▸ WHAT IS BEING ASKED
Starting with the line that contains "Reviewer note: check that each instance of the green leaf", set down each line through the end of the entries below, exactly and with nothing added.

[Items listed in a dataset]
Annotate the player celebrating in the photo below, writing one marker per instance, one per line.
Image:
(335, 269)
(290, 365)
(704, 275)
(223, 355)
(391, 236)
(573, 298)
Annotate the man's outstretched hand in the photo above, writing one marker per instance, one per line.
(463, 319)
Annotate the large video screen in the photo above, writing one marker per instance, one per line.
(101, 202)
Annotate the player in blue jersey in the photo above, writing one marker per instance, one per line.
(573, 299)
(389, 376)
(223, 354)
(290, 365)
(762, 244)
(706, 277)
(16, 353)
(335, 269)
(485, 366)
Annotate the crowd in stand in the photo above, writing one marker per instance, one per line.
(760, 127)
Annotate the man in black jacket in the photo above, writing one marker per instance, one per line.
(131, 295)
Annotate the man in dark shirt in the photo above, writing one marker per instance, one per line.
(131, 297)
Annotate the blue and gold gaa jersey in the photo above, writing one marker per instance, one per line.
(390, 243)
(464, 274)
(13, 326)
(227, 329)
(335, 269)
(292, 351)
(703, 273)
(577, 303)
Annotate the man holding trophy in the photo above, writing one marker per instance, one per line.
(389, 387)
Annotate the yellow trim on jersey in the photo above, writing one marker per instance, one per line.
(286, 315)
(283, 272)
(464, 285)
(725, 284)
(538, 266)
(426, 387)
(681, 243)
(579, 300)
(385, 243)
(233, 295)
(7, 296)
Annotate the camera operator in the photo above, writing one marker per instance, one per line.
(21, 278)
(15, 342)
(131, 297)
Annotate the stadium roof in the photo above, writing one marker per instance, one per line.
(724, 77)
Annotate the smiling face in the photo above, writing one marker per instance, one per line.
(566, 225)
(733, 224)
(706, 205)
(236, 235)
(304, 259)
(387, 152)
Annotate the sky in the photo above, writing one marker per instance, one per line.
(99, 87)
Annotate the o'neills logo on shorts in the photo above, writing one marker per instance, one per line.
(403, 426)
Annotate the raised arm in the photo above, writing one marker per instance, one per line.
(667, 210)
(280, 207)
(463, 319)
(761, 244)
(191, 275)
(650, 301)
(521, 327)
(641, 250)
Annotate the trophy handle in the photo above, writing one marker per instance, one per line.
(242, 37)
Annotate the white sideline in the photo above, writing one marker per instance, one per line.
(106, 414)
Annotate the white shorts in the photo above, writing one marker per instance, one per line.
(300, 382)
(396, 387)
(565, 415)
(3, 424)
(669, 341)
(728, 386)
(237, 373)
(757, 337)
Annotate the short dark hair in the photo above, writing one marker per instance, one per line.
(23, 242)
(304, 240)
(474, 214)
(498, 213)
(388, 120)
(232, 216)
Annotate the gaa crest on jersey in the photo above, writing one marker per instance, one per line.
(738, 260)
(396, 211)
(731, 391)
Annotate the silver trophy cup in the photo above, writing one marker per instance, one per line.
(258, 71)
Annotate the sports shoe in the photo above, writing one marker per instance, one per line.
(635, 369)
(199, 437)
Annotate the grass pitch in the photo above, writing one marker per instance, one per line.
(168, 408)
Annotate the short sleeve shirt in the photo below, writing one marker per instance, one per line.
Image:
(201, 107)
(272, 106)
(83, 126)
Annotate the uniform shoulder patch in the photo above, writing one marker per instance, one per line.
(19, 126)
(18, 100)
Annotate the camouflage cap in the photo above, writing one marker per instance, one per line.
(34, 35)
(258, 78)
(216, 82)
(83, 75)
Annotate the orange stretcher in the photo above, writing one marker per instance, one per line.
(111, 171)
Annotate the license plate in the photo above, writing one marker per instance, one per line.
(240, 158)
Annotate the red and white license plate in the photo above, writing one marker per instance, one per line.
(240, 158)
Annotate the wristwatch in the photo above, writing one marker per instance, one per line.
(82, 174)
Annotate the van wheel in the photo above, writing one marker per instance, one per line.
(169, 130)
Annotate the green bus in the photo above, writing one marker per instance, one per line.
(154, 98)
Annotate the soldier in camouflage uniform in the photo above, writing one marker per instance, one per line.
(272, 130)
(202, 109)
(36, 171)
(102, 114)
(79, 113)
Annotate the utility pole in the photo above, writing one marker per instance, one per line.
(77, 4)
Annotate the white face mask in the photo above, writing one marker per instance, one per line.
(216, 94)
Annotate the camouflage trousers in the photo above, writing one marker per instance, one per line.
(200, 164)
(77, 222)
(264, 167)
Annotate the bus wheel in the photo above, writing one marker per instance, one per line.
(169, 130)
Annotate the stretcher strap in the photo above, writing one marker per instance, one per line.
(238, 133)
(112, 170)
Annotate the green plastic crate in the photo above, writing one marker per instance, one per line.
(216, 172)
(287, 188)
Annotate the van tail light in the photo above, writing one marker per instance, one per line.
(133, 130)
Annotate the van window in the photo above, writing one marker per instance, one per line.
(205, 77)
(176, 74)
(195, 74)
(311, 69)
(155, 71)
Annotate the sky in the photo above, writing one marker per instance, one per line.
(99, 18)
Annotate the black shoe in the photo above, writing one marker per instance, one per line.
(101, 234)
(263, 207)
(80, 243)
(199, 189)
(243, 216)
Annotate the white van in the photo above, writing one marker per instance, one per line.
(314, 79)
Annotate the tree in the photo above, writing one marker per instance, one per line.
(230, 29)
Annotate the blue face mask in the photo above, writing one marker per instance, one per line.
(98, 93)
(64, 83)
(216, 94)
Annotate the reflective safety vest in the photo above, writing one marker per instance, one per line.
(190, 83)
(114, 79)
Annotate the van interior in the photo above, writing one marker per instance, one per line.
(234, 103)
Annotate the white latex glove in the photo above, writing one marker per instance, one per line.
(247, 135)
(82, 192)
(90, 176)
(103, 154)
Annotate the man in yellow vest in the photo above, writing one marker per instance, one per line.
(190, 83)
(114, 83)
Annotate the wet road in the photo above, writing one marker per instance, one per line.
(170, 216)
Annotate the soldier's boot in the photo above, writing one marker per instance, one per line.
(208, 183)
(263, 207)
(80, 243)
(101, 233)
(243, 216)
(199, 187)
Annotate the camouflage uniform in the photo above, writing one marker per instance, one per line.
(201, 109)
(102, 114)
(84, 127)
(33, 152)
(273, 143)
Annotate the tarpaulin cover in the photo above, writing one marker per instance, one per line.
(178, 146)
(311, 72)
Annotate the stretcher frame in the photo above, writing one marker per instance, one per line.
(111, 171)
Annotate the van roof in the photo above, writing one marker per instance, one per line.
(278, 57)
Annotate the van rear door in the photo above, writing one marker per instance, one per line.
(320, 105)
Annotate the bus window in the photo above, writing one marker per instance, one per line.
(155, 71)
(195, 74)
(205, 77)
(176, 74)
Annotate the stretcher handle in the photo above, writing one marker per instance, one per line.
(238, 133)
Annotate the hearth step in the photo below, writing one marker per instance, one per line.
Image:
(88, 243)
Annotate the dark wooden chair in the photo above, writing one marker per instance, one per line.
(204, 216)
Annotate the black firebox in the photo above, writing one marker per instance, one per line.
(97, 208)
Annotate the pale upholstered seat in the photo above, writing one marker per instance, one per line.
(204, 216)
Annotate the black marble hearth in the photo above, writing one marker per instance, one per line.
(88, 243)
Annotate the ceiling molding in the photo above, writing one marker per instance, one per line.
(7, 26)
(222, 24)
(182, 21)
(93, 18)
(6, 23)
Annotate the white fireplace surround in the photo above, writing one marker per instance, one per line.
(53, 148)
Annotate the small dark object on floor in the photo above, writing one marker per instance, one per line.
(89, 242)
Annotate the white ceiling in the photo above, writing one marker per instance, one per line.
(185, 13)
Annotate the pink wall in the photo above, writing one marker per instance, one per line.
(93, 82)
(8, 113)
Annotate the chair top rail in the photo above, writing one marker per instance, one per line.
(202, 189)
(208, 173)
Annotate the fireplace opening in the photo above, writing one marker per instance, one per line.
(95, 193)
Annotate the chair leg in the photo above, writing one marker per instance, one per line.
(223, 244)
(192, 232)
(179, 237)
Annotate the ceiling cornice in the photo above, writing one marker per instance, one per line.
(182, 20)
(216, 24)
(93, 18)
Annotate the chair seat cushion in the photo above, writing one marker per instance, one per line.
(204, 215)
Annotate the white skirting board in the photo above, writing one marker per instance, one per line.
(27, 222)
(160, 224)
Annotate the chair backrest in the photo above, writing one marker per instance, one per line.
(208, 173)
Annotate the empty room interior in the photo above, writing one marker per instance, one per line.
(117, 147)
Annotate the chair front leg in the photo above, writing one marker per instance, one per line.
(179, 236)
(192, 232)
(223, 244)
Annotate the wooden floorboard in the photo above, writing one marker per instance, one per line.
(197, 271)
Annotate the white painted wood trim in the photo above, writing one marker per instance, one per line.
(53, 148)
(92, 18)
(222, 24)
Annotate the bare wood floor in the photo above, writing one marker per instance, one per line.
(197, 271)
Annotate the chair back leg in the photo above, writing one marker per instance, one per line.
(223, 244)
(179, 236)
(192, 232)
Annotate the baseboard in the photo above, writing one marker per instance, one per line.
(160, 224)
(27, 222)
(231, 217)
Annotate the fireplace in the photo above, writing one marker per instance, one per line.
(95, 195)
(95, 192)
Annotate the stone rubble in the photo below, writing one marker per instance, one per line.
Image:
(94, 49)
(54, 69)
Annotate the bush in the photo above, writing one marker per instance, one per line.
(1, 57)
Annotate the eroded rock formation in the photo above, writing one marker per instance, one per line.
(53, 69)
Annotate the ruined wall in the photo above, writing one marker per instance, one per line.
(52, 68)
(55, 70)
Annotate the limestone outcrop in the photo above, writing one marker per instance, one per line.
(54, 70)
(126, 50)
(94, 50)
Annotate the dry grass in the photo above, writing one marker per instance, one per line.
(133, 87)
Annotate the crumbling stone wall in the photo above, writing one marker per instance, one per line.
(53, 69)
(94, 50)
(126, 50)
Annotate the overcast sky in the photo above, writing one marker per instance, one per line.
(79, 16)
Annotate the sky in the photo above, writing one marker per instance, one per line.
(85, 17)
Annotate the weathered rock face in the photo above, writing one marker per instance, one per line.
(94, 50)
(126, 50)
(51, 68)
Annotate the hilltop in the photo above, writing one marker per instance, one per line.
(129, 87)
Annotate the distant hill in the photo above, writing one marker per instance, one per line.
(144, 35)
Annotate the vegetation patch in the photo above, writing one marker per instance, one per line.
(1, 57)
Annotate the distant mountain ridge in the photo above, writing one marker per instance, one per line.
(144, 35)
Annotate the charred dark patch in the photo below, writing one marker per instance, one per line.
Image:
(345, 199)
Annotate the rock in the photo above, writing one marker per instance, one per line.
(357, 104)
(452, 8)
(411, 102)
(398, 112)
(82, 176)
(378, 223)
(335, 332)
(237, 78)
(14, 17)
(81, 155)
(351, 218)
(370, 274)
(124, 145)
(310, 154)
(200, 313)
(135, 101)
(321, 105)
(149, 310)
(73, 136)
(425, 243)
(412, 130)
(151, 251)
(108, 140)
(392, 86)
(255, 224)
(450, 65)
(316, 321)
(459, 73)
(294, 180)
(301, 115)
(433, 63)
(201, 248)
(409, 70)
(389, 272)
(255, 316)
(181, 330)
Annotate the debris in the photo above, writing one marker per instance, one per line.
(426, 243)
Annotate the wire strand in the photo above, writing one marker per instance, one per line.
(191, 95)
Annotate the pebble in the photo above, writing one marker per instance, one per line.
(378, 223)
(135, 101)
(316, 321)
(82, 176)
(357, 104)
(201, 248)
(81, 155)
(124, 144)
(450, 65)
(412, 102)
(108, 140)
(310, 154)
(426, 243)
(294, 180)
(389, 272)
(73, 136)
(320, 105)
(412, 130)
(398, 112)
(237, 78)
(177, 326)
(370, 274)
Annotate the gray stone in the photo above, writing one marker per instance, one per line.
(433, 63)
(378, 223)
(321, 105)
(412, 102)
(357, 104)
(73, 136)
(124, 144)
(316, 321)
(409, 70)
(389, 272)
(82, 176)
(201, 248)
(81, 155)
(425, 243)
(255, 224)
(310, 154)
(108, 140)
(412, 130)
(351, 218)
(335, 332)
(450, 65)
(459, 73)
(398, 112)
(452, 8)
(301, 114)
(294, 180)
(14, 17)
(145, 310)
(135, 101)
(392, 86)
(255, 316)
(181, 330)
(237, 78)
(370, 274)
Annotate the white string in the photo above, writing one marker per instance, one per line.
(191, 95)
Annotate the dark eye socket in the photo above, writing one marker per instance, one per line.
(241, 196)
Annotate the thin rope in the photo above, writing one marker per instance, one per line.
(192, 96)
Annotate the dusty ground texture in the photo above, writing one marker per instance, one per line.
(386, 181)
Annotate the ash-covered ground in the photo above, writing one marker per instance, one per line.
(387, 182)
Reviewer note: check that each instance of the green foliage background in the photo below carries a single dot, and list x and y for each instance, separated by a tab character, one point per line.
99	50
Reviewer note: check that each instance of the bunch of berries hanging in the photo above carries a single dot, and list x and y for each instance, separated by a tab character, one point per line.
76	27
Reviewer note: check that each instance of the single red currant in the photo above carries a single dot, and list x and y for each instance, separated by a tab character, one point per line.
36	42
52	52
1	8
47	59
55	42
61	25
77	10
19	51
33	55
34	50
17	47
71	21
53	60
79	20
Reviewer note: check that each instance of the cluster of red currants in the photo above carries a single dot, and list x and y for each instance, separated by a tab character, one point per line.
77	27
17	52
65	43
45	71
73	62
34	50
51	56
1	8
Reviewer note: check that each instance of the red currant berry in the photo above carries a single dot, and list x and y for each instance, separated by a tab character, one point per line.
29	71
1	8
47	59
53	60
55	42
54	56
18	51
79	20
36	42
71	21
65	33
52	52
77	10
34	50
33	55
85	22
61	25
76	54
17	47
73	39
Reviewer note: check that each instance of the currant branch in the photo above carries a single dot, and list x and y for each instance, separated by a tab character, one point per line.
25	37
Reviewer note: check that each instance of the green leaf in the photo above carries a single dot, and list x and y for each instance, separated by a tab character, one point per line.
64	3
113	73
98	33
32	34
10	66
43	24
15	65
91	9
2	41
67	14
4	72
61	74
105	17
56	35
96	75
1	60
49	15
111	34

▸ RESULT OF THIS EXERCISE
Reviewer note: check that each instance of the green leaf in the photo above carries a single dot, and list x and y for each instance, separated by a tab character, one point per line.
64	3
113	73
98	33
32	34
10	66
43	24
15	65
91	9
2	41
67	14
4	72
61	74
105	17
56	35
96	75
1	60
49	15
111	34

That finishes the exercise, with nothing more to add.